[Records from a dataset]
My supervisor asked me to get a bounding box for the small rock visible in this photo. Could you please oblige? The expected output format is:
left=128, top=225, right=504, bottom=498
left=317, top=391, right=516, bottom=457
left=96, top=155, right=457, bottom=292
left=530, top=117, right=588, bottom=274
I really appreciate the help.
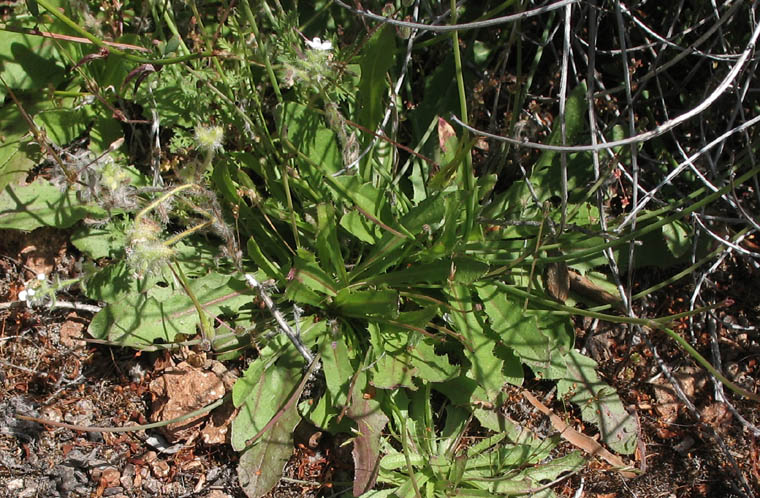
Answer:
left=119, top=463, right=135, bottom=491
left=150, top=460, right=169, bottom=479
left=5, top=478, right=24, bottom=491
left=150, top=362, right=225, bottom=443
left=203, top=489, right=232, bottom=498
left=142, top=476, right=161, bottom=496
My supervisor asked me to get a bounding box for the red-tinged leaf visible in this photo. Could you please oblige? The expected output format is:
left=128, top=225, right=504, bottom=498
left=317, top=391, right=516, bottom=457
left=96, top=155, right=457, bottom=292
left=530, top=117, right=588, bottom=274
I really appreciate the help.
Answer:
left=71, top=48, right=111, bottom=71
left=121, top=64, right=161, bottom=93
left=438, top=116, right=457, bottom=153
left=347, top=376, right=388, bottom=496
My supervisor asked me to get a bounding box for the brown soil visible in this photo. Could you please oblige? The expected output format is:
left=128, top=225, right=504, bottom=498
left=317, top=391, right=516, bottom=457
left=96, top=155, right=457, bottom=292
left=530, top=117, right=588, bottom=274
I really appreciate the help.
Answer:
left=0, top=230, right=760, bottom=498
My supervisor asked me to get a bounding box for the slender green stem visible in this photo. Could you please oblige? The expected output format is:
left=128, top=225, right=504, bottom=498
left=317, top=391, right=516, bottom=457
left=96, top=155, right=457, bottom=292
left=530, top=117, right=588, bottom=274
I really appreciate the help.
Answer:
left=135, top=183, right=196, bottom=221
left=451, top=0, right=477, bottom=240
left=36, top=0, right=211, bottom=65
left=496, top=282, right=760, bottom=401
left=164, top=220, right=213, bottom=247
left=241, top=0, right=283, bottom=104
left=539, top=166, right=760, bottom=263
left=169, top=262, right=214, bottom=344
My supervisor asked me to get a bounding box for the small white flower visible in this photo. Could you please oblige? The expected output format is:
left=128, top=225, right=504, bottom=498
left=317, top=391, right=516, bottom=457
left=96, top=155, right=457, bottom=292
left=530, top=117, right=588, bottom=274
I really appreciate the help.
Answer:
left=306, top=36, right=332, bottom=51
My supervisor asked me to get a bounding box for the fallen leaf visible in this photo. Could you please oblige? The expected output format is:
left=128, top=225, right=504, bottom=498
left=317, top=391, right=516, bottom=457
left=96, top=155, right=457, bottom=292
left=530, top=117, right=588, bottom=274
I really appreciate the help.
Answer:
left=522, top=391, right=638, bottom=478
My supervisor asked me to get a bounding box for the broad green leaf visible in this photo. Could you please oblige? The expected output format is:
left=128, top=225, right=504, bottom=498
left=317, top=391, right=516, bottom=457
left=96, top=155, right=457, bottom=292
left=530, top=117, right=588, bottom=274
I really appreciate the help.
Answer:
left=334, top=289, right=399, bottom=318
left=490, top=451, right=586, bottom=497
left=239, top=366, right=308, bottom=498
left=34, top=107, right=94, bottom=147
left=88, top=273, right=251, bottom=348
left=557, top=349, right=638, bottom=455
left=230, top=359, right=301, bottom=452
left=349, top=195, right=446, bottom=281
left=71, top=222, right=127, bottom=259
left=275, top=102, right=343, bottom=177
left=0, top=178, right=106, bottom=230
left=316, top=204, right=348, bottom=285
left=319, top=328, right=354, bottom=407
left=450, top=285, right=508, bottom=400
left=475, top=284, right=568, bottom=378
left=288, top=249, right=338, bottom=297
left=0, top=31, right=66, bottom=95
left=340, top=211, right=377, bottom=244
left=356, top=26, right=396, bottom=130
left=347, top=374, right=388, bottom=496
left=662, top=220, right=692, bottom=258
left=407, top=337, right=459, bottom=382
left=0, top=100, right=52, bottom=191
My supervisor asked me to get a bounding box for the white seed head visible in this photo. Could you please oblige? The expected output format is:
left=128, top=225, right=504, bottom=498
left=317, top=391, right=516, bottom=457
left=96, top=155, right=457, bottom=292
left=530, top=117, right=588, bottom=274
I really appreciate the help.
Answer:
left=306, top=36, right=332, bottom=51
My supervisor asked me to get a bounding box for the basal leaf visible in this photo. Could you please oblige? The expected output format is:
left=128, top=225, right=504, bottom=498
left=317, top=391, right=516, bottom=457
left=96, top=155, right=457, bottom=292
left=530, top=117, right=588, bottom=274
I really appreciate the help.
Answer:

= EXERCISE BRIEF =
Reproduce all the entries above, switching every "supervisor" to "manager" and leaving everything else unchanged. Leave the pictures out of your answer.

= WRITTEN REPLY =
My manager asked me to get a bounding box for the small rock visible in this photo. Could you please oblige? The expected output format is:
left=128, top=225, right=504, bottom=498
left=317, top=391, right=516, bottom=457
left=96, top=155, right=457, bottom=292
left=530, top=117, right=588, bottom=274
I really appreciate the help.
Answer:
left=119, top=463, right=135, bottom=491
left=150, top=460, right=169, bottom=479
left=5, top=478, right=24, bottom=491
left=150, top=362, right=225, bottom=443
left=203, top=489, right=232, bottom=498
left=142, top=476, right=161, bottom=496
My manager asked me to get a bounding box for the red-tinged leaf visible in this photo. Could you please oblige? The expected output format is:
left=128, top=225, right=504, bottom=498
left=317, top=391, right=516, bottom=457
left=96, top=155, right=457, bottom=292
left=530, top=117, right=588, bottom=274
I really appreciate the help.
Answer:
left=71, top=48, right=111, bottom=71
left=121, top=64, right=161, bottom=93
left=438, top=116, right=457, bottom=153
left=347, top=376, right=388, bottom=496
My manager asked me to get a bounding box for the brown soil visible in this photo. Could you please oblige? The expected output format is:
left=128, top=225, right=504, bottom=498
left=317, top=391, right=516, bottom=457
left=96, top=155, right=457, bottom=292
left=530, top=117, right=588, bottom=274
I really appreciate the help.
Answer:
left=0, top=230, right=760, bottom=498
My manager asked me to get a bounding box for the slender green stem visible in this photo. Could you please oblige? The expected output format is:
left=128, top=225, right=504, bottom=498
left=317, top=391, right=516, bottom=457
left=96, top=155, right=457, bottom=292
left=530, top=117, right=588, bottom=274
I really appreciate the help.
Answer:
left=135, top=183, right=196, bottom=221
left=451, top=0, right=477, bottom=240
left=36, top=0, right=211, bottom=65
left=496, top=282, right=760, bottom=401
left=164, top=220, right=213, bottom=247
left=241, top=0, right=283, bottom=104
left=539, top=166, right=760, bottom=263
left=169, top=262, right=214, bottom=344
My manager asked me to get a bounding box for the small white flower visible in this photo. Could you please oblige? The expected output format is:
left=128, top=225, right=504, bottom=498
left=317, top=391, right=516, bottom=457
left=96, top=155, right=457, bottom=292
left=530, top=117, right=588, bottom=274
I really appreciate the help.
Answer:
left=306, top=36, right=332, bottom=51
My manager asked me to get a bounding box for the fallen leaf visible in this photo. Could you please oblige? The expected output format is:
left=128, top=225, right=504, bottom=498
left=317, top=391, right=516, bottom=457
left=96, top=155, right=457, bottom=292
left=530, top=117, right=588, bottom=274
I really appreciate the help.
Answer:
left=522, top=391, right=638, bottom=478
My manager asked me to get a bounding box for the broad green leaf visible in this photo. Could you please oblige? The expected output format is:
left=128, top=225, right=504, bottom=498
left=317, top=391, right=516, bottom=457
left=96, top=155, right=457, bottom=292
left=530, top=117, right=588, bottom=274
I really appreciate the help.
Answer:
left=334, top=289, right=399, bottom=318
left=490, top=451, right=586, bottom=497
left=239, top=366, right=308, bottom=498
left=34, top=107, right=94, bottom=147
left=88, top=273, right=251, bottom=348
left=557, top=349, right=638, bottom=455
left=230, top=359, right=301, bottom=452
left=349, top=195, right=446, bottom=281
left=71, top=222, right=127, bottom=259
left=275, top=102, right=343, bottom=177
left=0, top=178, right=106, bottom=230
left=316, top=204, right=348, bottom=285
left=319, top=328, right=354, bottom=407
left=450, top=285, right=508, bottom=400
left=475, top=284, right=568, bottom=378
left=288, top=249, right=338, bottom=297
left=0, top=31, right=66, bottom=95
left=340, top=211, right=377, bottom=244
left=356, top=26, right=396, bottom=130
left=347, top=374, right=388, bottom=496
left=662, top=220, right=692, bottom=258
left=407, top=337, right=459, bottom=382
left=0, top=100, right=52, bottom=191
My manager asked me to get a bounding box for the white seed head visible in this photo. Could you please oblige? The expected output format is:
left=128, top=225, right=504, bottom=498
left=317, top=391, right=516, bottom=457
left=96, top=155, right=457, bottom=292
left=530, top=117, right=588, bottom=274
I really appreciate the help.
Answer:
left=306, top=36, right=332, bottom=51
My manager asked me to get a bounding box for the basal leaf visible in this photo. Could you please oblige? The expected output format is:
left=128, top=225, right=504, bottom=498
left=317, top=391, right=516, bottom=457
left=96, top=155, right=457, bottom=292
left=530, top=117, right=588, bottom=274
I really appreciate the help.
Answer:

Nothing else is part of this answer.